■ **GIVEN INSTRUCTION**
Transcribe all the entries word for word, omitting any pictures they contain.
####################
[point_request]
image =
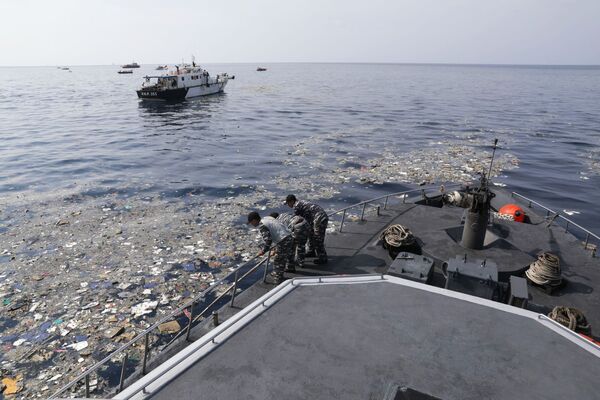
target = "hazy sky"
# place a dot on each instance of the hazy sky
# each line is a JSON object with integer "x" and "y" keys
{"x": 70, "y": 32}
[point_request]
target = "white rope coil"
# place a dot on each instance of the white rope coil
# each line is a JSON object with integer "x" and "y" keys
{"x": 545, "y": 271}
{"x": 397, "y": 236}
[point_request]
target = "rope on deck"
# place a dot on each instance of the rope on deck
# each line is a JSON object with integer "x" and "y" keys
{"x": 545, "y": 271}
{"x": 572, "y": 318}
{"x": 397, "y": 235}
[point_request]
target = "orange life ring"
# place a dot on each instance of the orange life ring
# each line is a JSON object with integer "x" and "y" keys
{"x": 514, "y": 210}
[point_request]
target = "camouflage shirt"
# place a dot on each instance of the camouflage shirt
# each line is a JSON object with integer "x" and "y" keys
{"x": 307, "y": 210}
{"x": 290, "y": 220}
{"x": 272, "y": 230}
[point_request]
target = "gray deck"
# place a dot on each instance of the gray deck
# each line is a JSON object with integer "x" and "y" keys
{"x": 351, "y": 341}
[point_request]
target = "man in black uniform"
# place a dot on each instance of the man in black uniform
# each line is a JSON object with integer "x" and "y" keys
{"x": 274, "y": 232}
{"x": 300, "y": 232}
{"x": 318, "y": 220}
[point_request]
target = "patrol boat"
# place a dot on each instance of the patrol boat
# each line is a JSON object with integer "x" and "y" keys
{"x": 429, "y": 293}
{"x": 184, "y": 82}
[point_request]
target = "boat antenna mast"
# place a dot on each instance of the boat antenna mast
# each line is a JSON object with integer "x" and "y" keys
{"x": 487, "y": 177}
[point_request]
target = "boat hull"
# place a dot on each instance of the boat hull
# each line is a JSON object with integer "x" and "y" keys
{"x": 181, "y": 93}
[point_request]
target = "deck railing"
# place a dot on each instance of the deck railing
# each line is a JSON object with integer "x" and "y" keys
{"x": 553, "y": 216}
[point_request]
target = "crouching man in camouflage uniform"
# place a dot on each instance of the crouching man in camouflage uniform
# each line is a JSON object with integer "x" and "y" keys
{"x": 300, "y": 232}
{"x": 317, "y": 220}
{"x": 274, "y": 232}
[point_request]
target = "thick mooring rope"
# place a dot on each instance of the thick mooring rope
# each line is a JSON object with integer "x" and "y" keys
{"x": 397, "y": 235}
{"x": 572, "y": 318}
{"x": 545, "y": 271}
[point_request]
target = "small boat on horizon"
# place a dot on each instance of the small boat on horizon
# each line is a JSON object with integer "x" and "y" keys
{"x": 184, "y": 82}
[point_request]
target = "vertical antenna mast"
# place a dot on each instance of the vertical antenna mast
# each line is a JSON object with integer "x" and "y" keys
{"x": 492, "y": 160}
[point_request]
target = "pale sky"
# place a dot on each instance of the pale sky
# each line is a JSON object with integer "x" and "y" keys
{"x": 98, "y": 32}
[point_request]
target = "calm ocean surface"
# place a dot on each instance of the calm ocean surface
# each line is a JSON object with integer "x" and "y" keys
{"x": 86, "y": 130}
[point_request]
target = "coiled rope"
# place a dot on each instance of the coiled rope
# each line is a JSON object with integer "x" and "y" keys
{"x": 397, "y": 236}
{"x": 572, "y": 318}
{"x": 545, "y": 271}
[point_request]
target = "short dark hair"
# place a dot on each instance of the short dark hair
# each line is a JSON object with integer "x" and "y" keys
{"x": 290, "y": 198}
{"x": 253, "y": 216}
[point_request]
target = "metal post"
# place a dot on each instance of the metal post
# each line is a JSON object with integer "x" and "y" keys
{"x": 587, "y": 239}
{"x": 267, "y": 267}
{"x": 146, "y": 345}
{"x": 189, "y": 327}
{"x": 122, "y": 379}
{"x": 234, "y": 289}
{"x": 343, "y": 218}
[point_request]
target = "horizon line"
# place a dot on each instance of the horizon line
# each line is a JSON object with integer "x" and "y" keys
{"x": 326, "y": 62}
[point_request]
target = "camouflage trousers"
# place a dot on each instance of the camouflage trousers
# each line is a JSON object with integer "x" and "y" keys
{"x": 300, "y": 233}
{"x": 284, "y": 255}
{"x": 317, "y": 235}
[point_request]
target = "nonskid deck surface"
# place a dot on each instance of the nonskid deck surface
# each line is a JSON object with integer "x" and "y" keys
{"x": 352, "y": 341}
####################
■ **CORRECT RESPONSE**
[point_request]
image =
target = "hazy sky"
# place a dot on each instance of the hazy sky
# each line is a JSON object with integer "x" and "y" keys
{"x": 70, "y": 32}
[point_request]
target = "white rope coil"
# place a dot on each instance of the white rope coil
# each line is a JSON object with integer "x" and "y" keys
{"x": 545, "y": 271}
{"x": 397, "y": 236}
[point_request]
target = "rope on deck"
# place a dot on each instance of the rope on deck
# each line is a JSON object with integer "x" and "y" keys
{"x": 545, "y": 271}
{"x": 572, "y": 318}
{"x": 397, "y": 235}
[point_request]
target = "orange life ring"
# place a dot on each instance of the orange life ring
# each line is a JSON object with integer "x" and "y" keys
{"x": 514, "y": 210}
[point_request]
target = "camouflage shirt"
# place a dot on each instance of the camouflage shirt
# each line is a JSON object with integer "x" and "y" keys
{"x": 307, "y": 210}
{"x": 290, "y": 220}
{"x": 272, "y": 230}
[point_request]
target = "gray deck"
# place a dot on each instance of the gray deck
# each line is a JSON object with integer "x" and "y" keys
{"x": 351, "y": 341}
[point_request]
target = "man in black uniform"
# place a dot on each instance of the man in black uniform
# each line is a JSON object with integer "x" and "y" keys
{"x": 274, "y": 232}
{"x": 300, "y": 232}
{"x": 318, "y": 220}
[point_request]
target = "patrol boat"
# place a dot on each instance of the patrol boat
# each line is a JSON object with integer "x" and "y" keys
{"x": 429, "y": 293}
{"x": 184, "y": 82}
[point_request]
target = "boat antenna mast"
# place a dot on each instance of the boat antenna mast
# each line is a JSON object with integer "x" and "y" keys
{"x": 487, "y": 177}
[point_request]
target = "boat hull"
# place a dot on each instance of the boat hull
# each line is a JSON object with integer "x" and "y" keys
{"x": 181, "y": 93}
[point_request]
target = "deck railing"
# place a dot on each instance of the deck railing
# each line is a JSON object with integer "x" and "y" keys
{"x": 553, "y": 216}
[point_request]
target = "crouching man in camouflage uniform"
# place a dot on each instance of the crouching man in camouflage uniform
# each line is a JSON object with integer "x" and "y" keys
{"x": 300, "y": 232}
{"x": 317, "y": 220}
{"x": 274, "y": 232}
[point_request]
target = "thick mooring rope"
# place a dot on each instance of the thick mooring rope
# each line is a JSON object with integer "x" and "y" keys
{"x": 397, "y": 235}
{"x": 572, "y": 318}
{"x": 545, "y": 271}
[point_request]
target = "small boat on horizon"
# place a dot on each instance of the small boat on horizon
# each line is a JSON object with integer "x" and "y" keys
{"x": 184, "y": 82}
[point_request]
target = "vertical antenna mast"
# place a dot on each instance of the vertical antenna mast
# each line is a JSON object with integer "x" and "y" keys
{"x": 492, "y": 160}
[point_request]
target = "pale sky"
# place a dot on each instance of the pale sky
# each line is a JSON object with integer "x" and "y" keys
{"x": 98, "y": 32}
[point_request]
target = "calm ocean surface"
# place a dot on each instance of the calm ocean surface
# each line is a JSON object with integer "x" and "y" keys
{"x": 86, "y": 130}
[point_request]
target = "coiled rope"
# place a dot on each instance of the coiled rope
# each line is a JSON object with integer "x" and "y" keys
{"x": 397, "y": 236}
{"x": 572, "y": 318}
{"x": 545, "y": 271}
[point_request]
target = "short dark hair"
# place a dot on each instance of the short dark hair
# each line is a JSON object with integer "x" and "y" keys
{"x": 290, "y": 198}
{"x": 253, "y": 216}
[point_request]
target = "metal post"
# place a dot on each instance of the metal post
# each line is a JSON object with integer "x" and "y" keys
{"x": 587, "y": 239}
{"x": 267, "y": 267}
{"x": 146, "y": 345}
{"x": 189, "y": 327}
{"x": 122, "y": 379}
{"x": 234, "y": 289}
{"x": 343, "y": 218}
[point_request]
target = "horizon line"
# place a dot on each instance of the horizon line
# each line is a JSON object with integer "x" and "y" keys
{"x": 326, "y": 62}
[point_request]
target = "camouflage trousers"
# place a dot on each instance of the camouflage trousers
# each line is a JSON object with integer "x" and "y" keys
{"x": 300, "y": 233}
{"x": 284, "y": 255}
{"x": 317, "y": 235}
[point_request]
target = "nonskid deck surface"
# place a dot on each instance of the nonskid deck surface
# each line is a JSON object with integer "x" and "y" keys
{"x": 352, "y": 341}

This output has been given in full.